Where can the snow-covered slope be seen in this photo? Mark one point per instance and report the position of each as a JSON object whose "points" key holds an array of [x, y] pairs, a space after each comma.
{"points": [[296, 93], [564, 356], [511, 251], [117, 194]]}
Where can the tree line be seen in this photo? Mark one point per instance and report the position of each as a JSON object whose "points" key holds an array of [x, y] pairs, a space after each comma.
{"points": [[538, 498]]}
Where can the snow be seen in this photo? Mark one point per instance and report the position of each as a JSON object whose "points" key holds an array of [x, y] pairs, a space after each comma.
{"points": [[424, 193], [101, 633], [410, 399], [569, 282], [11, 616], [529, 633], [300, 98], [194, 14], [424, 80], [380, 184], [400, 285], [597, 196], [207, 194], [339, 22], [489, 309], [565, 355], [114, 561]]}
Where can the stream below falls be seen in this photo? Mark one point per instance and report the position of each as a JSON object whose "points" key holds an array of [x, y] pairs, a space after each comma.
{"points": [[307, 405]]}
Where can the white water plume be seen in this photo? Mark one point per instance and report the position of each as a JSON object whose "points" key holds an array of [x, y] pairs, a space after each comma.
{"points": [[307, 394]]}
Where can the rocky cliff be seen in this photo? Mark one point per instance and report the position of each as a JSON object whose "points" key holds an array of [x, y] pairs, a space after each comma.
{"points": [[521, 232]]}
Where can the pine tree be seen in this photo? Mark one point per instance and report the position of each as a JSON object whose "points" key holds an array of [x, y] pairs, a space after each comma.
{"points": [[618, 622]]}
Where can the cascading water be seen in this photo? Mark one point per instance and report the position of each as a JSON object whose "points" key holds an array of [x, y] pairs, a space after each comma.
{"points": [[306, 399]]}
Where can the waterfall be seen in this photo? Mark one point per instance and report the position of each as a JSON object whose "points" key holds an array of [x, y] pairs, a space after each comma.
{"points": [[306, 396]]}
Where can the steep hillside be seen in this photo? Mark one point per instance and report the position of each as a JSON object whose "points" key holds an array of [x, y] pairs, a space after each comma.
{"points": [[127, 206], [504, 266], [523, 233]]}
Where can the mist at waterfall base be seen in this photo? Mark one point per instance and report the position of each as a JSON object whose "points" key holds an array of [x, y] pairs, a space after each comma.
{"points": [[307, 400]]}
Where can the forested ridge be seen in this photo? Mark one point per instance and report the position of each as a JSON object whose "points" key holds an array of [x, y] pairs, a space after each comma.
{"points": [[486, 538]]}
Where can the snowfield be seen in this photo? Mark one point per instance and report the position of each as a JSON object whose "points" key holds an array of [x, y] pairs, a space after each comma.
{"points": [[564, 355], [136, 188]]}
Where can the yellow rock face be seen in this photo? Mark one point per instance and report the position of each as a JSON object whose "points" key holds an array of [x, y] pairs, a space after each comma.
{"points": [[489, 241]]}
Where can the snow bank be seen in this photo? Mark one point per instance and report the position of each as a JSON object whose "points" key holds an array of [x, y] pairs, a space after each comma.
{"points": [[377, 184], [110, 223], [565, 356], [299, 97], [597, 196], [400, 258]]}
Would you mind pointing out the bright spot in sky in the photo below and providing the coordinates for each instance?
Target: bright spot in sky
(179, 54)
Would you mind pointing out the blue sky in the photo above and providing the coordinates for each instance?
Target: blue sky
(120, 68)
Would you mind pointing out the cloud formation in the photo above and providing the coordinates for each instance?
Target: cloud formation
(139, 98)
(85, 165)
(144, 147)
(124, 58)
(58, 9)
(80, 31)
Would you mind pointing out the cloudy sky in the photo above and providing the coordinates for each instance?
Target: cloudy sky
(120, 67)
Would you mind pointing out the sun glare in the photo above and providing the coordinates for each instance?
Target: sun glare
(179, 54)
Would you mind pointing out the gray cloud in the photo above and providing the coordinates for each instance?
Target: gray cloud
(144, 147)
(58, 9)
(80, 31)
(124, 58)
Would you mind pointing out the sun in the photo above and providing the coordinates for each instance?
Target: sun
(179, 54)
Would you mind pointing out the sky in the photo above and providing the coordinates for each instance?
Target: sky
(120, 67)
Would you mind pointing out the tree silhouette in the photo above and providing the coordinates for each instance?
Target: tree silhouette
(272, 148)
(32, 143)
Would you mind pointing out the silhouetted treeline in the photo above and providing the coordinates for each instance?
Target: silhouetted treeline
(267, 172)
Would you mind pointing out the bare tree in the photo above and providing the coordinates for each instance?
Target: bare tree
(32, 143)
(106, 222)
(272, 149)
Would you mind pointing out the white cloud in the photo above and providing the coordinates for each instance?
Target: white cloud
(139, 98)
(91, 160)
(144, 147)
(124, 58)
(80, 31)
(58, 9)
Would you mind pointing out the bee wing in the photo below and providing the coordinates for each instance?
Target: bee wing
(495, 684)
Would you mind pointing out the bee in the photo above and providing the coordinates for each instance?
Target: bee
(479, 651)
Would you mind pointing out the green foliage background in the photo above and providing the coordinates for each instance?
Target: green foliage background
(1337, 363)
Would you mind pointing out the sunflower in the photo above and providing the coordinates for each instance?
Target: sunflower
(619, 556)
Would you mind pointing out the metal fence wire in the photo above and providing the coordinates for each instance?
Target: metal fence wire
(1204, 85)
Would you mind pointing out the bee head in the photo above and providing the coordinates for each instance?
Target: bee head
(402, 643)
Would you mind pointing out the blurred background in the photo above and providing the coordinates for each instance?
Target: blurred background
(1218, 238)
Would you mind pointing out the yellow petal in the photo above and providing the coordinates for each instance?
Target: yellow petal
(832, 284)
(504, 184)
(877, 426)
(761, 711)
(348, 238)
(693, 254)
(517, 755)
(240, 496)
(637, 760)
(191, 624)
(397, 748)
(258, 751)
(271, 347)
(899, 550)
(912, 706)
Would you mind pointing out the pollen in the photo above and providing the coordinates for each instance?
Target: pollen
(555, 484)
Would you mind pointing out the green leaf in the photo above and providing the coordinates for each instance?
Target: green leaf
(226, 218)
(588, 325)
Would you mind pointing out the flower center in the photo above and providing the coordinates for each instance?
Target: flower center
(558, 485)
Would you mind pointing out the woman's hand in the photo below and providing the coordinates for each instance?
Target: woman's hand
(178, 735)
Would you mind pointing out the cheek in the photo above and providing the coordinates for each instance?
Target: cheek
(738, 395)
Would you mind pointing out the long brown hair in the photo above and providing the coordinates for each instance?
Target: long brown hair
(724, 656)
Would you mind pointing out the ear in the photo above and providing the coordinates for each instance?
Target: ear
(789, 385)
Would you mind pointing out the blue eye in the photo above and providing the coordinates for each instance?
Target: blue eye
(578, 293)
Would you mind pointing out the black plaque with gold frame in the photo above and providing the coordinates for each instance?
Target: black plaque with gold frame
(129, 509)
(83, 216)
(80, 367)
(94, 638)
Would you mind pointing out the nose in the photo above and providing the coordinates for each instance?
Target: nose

» **Written problem**:
Each line from the one containing "Would you mind pointing out the pollen" to the final line of the entries above must be returned exactly, and no other line may appear.

» **Task response**:
Would you mind pointing out the pollen in the photo above and providing the coordinates for each instance?
Target: pollen
(555, 484)
Would you mind pointing out the green leaf in the photo above and providing the coordinates for each instance?
Target: green leaf
(226, 218)
(588, 325)
Would you mind pointing out the flower center in the photo above and providing the coordinates for each instance?
Target: flower center
(558, 485)
Would you mind pointing out the woman's hand in the photo below and providing the coordinates for each instance?
Target: woman's hand
(178, 735)
Would you mind pointing out the cheek in the photo above and providing the coordinates for each instance?
Target: cheek
(738, 395)
Would you mind pointing out the long brown hair in the photo above and providing the coordinates for each instance?
Target: long brown hair
(724, 656)
Would you mind pointing out the ear in the photo above and providing the coordinates for each instance?
Target: ear
(789, 385)
Would you mind pointing out the blue eye in the photo above and providing the coordinates for each instance?
Target: blue eye
(578, 293)
Would you mind pointing out the black plaque with gold frame in the photo above and providing the coordinates for each instance?
Target: black plaque with gold frame
(129, 509)
(83, 216)
(80, 367)
(94, 638)
Would you mind pointing out the nose in the photo above and providing the coordinates for each instance?
Target: nose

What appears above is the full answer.